> PROBLEM:
Look below for the line containing "Return a point for each instance of the sunflower stem"; write out that line and each one after it to the end, exactly, and nothing else.

> DATASET EXCERPTS:

= Beginning of Section =

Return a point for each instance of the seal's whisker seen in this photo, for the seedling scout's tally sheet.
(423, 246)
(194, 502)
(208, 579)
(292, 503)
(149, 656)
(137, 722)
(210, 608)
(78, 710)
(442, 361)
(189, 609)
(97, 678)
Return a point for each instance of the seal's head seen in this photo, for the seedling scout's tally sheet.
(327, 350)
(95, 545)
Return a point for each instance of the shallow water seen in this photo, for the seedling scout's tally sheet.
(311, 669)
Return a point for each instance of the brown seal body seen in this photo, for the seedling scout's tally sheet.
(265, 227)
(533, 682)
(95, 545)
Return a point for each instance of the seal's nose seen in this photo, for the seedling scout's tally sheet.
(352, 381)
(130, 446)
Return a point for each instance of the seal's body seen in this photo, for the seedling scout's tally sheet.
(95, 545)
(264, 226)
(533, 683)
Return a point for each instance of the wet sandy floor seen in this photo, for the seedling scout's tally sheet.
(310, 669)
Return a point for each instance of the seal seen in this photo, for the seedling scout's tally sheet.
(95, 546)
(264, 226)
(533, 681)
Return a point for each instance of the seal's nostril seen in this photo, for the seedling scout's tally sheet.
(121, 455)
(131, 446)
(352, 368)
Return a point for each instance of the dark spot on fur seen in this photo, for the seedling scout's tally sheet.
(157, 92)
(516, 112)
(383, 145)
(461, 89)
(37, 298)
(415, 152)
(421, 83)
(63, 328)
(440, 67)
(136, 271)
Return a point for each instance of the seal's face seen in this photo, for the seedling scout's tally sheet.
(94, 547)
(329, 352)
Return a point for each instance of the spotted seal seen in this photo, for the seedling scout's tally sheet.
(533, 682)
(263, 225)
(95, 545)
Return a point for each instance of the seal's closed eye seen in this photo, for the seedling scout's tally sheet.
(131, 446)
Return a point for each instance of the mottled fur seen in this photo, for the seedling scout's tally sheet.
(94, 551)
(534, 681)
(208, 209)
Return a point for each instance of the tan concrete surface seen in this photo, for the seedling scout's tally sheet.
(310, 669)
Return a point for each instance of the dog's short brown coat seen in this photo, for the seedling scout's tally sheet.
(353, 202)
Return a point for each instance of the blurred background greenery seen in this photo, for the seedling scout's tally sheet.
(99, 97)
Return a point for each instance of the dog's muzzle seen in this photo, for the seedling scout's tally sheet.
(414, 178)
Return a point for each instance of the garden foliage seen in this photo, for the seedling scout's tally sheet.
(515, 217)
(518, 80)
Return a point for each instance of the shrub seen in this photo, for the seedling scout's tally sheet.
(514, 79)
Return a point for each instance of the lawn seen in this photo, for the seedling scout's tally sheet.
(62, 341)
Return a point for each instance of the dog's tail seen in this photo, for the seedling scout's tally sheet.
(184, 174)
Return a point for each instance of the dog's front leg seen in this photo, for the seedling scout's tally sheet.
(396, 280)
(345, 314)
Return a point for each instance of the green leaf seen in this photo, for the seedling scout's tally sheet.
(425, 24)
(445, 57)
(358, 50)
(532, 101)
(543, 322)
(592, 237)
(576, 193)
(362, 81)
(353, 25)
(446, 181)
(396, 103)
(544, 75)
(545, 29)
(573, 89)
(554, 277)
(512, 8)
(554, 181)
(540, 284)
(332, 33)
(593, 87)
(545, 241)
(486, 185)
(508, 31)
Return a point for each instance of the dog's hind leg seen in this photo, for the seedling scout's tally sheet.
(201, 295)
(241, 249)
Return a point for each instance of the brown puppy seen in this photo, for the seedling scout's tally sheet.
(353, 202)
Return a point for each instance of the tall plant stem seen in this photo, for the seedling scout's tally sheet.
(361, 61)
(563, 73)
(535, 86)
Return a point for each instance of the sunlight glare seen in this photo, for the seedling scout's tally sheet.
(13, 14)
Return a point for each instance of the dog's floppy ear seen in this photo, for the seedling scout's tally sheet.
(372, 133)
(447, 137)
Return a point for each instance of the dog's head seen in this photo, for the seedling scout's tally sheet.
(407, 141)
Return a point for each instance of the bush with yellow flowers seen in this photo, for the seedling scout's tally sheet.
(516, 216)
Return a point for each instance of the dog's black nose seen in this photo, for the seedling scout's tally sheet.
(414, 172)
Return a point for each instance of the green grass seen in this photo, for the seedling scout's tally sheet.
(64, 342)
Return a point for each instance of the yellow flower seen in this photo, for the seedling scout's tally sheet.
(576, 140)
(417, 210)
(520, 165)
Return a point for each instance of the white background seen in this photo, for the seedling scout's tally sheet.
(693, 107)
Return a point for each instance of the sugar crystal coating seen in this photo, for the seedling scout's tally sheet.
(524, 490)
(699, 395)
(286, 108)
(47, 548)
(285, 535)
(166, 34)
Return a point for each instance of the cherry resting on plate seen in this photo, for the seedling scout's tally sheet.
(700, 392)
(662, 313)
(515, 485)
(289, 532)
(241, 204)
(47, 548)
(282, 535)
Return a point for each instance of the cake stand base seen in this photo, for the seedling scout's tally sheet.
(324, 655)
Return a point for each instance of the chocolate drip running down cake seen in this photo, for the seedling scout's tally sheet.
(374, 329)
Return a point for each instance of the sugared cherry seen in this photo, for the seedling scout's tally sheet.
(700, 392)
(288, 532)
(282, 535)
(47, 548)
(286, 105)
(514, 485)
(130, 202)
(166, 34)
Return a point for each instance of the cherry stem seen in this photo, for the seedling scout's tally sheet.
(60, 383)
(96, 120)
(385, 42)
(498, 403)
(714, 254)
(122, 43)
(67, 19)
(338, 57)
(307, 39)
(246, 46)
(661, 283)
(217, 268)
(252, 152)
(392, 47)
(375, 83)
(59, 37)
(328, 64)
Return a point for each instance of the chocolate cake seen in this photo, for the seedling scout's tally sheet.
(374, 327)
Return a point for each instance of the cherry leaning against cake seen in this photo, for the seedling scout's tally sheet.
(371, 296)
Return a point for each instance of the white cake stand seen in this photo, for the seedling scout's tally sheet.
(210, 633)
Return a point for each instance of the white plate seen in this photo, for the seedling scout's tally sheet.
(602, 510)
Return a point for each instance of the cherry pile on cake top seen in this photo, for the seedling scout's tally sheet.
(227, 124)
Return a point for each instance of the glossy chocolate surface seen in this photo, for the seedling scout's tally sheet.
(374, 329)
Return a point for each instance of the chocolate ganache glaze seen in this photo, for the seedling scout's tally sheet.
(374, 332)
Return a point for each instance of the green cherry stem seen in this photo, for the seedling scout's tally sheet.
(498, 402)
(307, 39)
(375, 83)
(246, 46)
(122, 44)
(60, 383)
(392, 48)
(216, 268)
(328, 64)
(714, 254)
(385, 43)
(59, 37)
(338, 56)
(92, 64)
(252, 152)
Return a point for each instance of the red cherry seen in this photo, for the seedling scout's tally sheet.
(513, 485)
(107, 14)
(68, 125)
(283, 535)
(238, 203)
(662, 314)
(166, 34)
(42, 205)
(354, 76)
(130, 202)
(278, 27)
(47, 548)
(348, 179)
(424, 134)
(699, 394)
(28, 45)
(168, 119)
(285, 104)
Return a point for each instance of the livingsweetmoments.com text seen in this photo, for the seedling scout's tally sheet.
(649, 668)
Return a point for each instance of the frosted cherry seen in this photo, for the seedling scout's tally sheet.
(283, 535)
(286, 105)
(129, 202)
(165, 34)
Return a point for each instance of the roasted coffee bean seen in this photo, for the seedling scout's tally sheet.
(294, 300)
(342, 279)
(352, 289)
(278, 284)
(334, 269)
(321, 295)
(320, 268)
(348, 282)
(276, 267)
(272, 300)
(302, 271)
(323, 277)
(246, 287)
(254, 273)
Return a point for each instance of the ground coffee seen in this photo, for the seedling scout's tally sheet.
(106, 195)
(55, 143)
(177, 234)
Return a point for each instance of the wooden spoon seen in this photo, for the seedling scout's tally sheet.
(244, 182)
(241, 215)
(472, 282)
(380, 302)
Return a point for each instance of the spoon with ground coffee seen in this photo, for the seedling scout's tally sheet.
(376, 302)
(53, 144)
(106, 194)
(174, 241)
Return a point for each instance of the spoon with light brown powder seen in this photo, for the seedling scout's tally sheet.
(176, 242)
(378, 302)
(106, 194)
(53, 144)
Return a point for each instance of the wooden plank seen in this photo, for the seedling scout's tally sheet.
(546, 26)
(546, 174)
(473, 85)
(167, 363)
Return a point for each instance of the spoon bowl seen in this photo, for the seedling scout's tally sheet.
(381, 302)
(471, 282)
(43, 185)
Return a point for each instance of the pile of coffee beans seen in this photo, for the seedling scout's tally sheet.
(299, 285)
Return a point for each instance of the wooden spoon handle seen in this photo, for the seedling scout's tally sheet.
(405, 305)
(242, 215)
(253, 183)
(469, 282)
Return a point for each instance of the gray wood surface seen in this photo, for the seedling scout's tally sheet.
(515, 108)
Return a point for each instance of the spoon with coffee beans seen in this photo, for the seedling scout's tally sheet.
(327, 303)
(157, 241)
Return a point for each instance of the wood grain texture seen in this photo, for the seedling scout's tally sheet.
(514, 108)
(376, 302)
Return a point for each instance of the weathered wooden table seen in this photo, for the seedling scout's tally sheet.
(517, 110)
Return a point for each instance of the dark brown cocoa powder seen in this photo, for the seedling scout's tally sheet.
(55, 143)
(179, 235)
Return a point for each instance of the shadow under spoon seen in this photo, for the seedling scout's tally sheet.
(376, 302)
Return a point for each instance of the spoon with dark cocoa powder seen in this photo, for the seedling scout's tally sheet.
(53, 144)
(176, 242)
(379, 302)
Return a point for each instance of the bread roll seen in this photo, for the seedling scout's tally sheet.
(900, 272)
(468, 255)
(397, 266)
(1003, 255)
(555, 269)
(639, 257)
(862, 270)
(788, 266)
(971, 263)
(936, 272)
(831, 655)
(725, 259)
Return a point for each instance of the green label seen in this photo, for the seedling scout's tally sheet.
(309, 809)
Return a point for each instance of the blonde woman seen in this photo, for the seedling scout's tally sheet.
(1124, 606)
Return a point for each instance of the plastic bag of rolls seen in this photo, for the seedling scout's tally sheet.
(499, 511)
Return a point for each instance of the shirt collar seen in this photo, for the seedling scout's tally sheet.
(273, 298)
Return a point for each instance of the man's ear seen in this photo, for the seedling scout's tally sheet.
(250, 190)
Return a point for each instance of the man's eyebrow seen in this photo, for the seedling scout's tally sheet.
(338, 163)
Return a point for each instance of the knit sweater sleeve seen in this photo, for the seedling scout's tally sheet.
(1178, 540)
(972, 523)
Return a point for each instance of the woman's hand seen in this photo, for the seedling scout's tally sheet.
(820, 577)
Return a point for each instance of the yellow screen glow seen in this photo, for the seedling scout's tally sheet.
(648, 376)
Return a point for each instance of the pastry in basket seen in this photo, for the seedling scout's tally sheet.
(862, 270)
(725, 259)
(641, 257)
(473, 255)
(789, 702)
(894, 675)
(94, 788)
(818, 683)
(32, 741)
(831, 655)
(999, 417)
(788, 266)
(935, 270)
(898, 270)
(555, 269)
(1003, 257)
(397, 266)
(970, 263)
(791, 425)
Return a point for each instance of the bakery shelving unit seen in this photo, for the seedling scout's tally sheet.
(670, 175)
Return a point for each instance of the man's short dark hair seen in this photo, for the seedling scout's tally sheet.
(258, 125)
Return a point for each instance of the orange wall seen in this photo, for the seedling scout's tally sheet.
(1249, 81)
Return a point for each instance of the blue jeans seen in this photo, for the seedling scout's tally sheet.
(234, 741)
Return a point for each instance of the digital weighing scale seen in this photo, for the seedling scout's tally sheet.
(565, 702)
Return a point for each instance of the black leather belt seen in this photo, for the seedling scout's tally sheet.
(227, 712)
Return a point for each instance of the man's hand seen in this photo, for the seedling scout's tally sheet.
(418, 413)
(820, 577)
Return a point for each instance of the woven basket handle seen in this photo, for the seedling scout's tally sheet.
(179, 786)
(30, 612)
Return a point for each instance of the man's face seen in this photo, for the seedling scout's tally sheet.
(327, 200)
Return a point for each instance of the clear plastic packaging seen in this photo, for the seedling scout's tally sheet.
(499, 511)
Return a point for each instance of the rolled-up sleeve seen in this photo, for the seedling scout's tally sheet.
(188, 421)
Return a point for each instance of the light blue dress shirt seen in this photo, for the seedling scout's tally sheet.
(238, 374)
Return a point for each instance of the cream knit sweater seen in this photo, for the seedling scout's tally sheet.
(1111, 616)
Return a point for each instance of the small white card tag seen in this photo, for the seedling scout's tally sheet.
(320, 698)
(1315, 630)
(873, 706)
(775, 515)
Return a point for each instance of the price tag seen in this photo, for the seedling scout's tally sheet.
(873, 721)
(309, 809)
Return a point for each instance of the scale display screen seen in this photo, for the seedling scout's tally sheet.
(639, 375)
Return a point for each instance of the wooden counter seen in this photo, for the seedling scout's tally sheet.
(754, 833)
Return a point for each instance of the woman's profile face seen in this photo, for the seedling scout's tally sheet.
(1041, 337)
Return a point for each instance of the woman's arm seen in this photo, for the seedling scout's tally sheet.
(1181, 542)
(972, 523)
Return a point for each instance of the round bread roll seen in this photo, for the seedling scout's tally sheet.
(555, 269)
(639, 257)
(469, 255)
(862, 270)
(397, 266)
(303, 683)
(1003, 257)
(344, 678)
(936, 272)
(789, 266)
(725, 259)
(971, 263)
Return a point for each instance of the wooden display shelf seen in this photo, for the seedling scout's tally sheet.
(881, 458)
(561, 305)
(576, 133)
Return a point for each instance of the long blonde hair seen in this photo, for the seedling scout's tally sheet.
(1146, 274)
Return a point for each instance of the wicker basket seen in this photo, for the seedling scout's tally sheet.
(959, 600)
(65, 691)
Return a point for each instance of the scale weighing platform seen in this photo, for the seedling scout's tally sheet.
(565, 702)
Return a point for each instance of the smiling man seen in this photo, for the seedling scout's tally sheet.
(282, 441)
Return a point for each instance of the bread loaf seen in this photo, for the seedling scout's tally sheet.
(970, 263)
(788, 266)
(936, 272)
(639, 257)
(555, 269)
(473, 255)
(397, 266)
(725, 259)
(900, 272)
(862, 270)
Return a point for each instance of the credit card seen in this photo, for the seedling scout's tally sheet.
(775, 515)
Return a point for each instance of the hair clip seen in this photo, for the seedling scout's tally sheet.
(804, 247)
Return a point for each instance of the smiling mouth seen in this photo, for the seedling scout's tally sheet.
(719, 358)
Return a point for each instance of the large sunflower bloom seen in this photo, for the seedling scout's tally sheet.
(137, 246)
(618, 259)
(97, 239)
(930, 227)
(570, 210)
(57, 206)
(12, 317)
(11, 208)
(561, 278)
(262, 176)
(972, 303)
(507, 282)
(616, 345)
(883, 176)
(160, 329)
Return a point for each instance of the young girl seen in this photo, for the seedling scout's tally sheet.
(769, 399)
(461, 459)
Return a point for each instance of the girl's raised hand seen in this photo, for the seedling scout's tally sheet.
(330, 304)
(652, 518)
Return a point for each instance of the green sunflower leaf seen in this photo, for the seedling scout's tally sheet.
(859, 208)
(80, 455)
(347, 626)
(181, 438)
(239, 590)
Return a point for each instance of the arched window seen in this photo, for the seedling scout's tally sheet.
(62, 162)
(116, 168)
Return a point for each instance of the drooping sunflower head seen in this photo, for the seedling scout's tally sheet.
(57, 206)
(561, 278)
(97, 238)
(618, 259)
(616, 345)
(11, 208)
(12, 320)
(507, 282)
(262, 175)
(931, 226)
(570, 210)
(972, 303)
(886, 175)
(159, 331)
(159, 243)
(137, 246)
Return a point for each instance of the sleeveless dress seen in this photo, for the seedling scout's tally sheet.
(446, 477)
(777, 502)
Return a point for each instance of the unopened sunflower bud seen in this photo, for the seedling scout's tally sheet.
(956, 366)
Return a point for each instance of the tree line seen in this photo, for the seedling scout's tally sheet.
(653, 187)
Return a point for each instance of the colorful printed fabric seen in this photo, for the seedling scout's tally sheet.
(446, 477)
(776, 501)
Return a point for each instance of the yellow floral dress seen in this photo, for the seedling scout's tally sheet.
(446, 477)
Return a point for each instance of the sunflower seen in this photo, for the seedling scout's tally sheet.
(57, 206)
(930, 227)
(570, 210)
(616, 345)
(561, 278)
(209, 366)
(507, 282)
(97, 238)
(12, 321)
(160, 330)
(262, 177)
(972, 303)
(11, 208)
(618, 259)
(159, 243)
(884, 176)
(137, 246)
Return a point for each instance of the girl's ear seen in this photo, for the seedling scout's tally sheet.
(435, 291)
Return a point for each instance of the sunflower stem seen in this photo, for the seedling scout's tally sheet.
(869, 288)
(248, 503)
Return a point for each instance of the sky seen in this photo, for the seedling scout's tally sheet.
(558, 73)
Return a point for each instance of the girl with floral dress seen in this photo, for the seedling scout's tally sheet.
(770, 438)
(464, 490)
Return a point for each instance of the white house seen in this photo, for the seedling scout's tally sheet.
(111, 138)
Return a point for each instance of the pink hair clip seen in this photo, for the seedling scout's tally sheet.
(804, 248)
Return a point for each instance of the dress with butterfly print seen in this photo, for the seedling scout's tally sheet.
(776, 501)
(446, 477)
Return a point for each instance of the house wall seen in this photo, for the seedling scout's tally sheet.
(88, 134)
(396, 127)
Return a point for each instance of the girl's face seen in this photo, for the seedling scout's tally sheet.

= End of Section =

> SOLUTION TO THE PROBLEM:
Return a point for each instance of the sunflower stem seen in this photo, for the seedling scout's tally sheet.
(869, 288)
(248, 503)
Return a point for each instance of the sky seen in this photo, for the seedling scout's tally sheet.
(558, 73)
Return a point for each instance of the girl with floral dress seen in this photo, for the seedling scout's tally sheet.
(770, 438)
(464, 490)
Return a point for each instance of the white house seen in this photo, for the seedling scout's tally sheet.
(111, 138)
Return a point for each instance of the pink hair clip seen in this photo, for the seedling scout's tally sheet.
(804, 248)
Return a point for each instance of the dress with butterfly print seen in this photo, for the seedling scout's tally sheet.
(776, 501)
(446, 477)
Return a point for each instance of the house wall seen in this photo, for the seedling scout's tally sheet.
(88, 134)
(396, 127)
Return a point for each instance of the girl's face seen in this photo, for the seedling scout's tally sheet.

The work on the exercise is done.